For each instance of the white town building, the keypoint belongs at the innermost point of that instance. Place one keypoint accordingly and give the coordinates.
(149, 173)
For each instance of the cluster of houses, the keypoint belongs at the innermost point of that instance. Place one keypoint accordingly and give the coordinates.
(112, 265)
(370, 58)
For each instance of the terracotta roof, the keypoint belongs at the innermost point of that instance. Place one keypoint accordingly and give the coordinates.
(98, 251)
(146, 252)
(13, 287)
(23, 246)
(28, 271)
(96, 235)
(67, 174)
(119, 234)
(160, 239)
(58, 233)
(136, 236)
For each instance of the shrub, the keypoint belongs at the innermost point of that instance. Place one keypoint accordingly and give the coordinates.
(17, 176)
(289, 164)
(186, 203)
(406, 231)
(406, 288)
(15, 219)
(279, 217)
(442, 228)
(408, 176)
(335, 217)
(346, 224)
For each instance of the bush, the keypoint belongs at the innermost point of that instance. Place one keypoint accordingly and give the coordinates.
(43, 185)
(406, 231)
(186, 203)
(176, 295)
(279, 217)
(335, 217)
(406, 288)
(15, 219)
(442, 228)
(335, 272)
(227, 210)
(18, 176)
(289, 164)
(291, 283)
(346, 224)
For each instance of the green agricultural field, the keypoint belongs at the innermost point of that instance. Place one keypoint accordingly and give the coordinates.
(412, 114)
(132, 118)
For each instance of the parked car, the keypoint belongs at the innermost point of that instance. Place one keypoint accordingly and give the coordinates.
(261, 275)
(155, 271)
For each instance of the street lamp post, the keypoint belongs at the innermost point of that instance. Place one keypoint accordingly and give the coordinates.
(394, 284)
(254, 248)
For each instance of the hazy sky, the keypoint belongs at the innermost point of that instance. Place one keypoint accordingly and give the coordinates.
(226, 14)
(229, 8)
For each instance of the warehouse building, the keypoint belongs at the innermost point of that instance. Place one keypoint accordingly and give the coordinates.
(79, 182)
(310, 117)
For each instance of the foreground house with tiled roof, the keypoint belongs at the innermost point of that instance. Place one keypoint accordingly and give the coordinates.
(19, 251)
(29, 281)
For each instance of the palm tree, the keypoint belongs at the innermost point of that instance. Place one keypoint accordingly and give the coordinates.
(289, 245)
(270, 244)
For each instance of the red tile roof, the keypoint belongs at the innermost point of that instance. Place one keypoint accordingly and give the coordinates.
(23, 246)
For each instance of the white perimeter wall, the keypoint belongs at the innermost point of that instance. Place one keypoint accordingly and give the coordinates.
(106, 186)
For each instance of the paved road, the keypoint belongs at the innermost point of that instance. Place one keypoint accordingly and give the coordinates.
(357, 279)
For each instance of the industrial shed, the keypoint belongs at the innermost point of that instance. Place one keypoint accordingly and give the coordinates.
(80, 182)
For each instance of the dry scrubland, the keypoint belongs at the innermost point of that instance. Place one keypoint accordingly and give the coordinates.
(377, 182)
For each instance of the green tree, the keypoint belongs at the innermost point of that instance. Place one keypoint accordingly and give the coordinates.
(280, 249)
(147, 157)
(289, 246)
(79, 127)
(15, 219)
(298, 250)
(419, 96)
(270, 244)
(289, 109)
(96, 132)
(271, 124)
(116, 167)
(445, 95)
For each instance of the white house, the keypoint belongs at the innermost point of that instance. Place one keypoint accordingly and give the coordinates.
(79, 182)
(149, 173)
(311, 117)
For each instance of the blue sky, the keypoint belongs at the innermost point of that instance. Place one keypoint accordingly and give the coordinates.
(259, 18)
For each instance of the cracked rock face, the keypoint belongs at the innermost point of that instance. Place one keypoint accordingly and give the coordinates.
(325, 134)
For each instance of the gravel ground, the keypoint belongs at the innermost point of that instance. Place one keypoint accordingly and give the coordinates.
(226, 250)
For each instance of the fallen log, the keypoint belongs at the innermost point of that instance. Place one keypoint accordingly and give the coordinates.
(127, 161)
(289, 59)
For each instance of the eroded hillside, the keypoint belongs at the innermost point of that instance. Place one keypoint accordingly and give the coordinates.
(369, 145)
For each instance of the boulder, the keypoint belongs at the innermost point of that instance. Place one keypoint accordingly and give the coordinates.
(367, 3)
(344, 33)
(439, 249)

■ ■ ■

### What to do
Transcribe every line of the data, exactly as it stands.

### Answer in full
For each instance of the white town building, the keypoint belongs at the innermost point of that instance. Place one keypoint accordingly and give the coordinates.
(149, 173)
For each instance of the cluster of houses, the keypoint belongs at the innermost point of that instance. Place one keypoint accordingly and give the coordinates.
(112, 265)
(370, 58)
For each instance of the terracotta roof, the keypoint belongs at the innermost point of that instance. Place one keypoint accordingly and give the coordinates.
(98, 251)
(146, 252)
(13, 287)
(23, 246)
(28, 271)
(96, 235)
(67, 174)
(119, 234)
(160, 239)
(58, 233)
(136, 236)
For each instance of the shrub, the keypoint belongs at the innermost point of that instance. Place one keypoint accordingly and give the coordinates.
(17, 176)
(289, 164)
(186, 203)
(406, 231)
(406, 288)
(15, 219)
(279, 217)
(442, 228)
(408, 176)
(335, 217)
(346, 224)
For each instance of the bush, the keypoint belongs at the innermost point of that instance. Place one keypoint accordingly and give the coordinates.
(43, 185)
(406, 231)
(186, 203)
(176, 295)
(279, 217)
(335, 217)
(406, 288)
(15, 219)
(442, 228)
(335, 272)
(227, 210)
(18, 176)
(289, 164)
(291, 283)
(346, 224)
For each instance of the green agricultural field, the keypoint belongs at the innermost point of that instance. Place one keypoint accordingly and give the coordinates.
(412, 114)
(132, 118)
For each instance of the parked car, the keypoint belongs at the innermost point of that instance. Place one keypoint accordingly and give the coordinates.
(261, 275)
(155, 271)
For each instance of the street lamp post, the keypoint belongs at the innermost point of that instance. Place one keypoint accordingly and give the coordinates.
(394, 284)
(254, 248)
For each instance of the hazy sky, the keypoint belongs at the innermost point of that instance. Place one keypoint accordingly and give the coordinates.
(226, 14)
(229, 8)
For each instance of the warehouse building, the keypoint belongs at the innermost point of that instance. Place one keypoint accordingly and give the coordinates.
(79, 182)
(310, 117)
For each instance of the foreground house with tiled roof, the keypoint belongs at the innermost point of that instance. Place one keypoint accordingly and give the coordinates.
(19, 251)
(29, 281)
For each instance of the palm tree, the keypoint belongs at the innermost point of that instance. Place one keypoint accordingly and give the coordinates.
(289, 245)
(270, 244)
For each instance of the red tile roof, the keypoint belongs at the innermost point of that instance. Place one keypoint accordingly and give the coordinates.
(23, 246)
For each instance of the white perimeter wall, the keypoint belongs at the innermost point of that instance. Place one keypoint accordingly and give the coordinates.
(106, 186)
For each instance of the paved road, the keypoint belongs at the innermost point of that instance. Place one keypoint accordingly and give the coordinates.
(357, 279)
For each instance of the industrial shed, the keypoint belongs at the innermost point of that instance. Place one keypoint accordingly and give the coordinates.
(80, 182)
For each instance of the dry scrubland, the keypoint belongs at the innermost point of that instance. Place one keypoint accordingly and give the coordinates.
(377, 182)
For each instance of the green tree, the keypoint belongs at the innermost point of that instance. Place one keypoint accordingly and give the coordinates.
(280, 249)
(147, 157)
(289, 246)
(79, 127)
(15, 219)
(298, 250)
(419, 96)
(270, 244)
(289, 109)
(96, 132)
(271, 124)
(116, 167)
(445, 95)
For each instance of the white house, the keypoint belongs at the innermost point of that instance. Place one keypoint accordingly and give the coordinates.
(79, 182)
(149, 173)
(311, 117)
For each instance of the blue sky, the keypoint belongs at the innermost point of that instance. Place one keypoint accordingly and give the coordinates.
(259, 18)
For each instance of the cracked rock face, the keypoint belongs at the innermost point of that instance. Place one keypoint accordingly and give the coordinates.
(325, 134)
For each instance of the gravel ground, the keypoint belongs at the innermost point of that instance. Place one keypoint accordingly and give the coordinates.
(226, 250)
For each instance of the fallen log, the keypoint belongs at the innermost point of that instance. Place one keypoint accordingly and give the coordinates.
(127, 161)
(289, 59)
For each instance of the eroded hillside, the keypoint belongs at the innermost point of that instance. Place one keypoint accordingly and give the coordinates.
(369, 145)
For each instance of the boulder, the keypoint belongs at the innermost point of that instance. Place one keypoint accordingly and give the coordinates.
(367, 3)
(344, 33)
(439, 249)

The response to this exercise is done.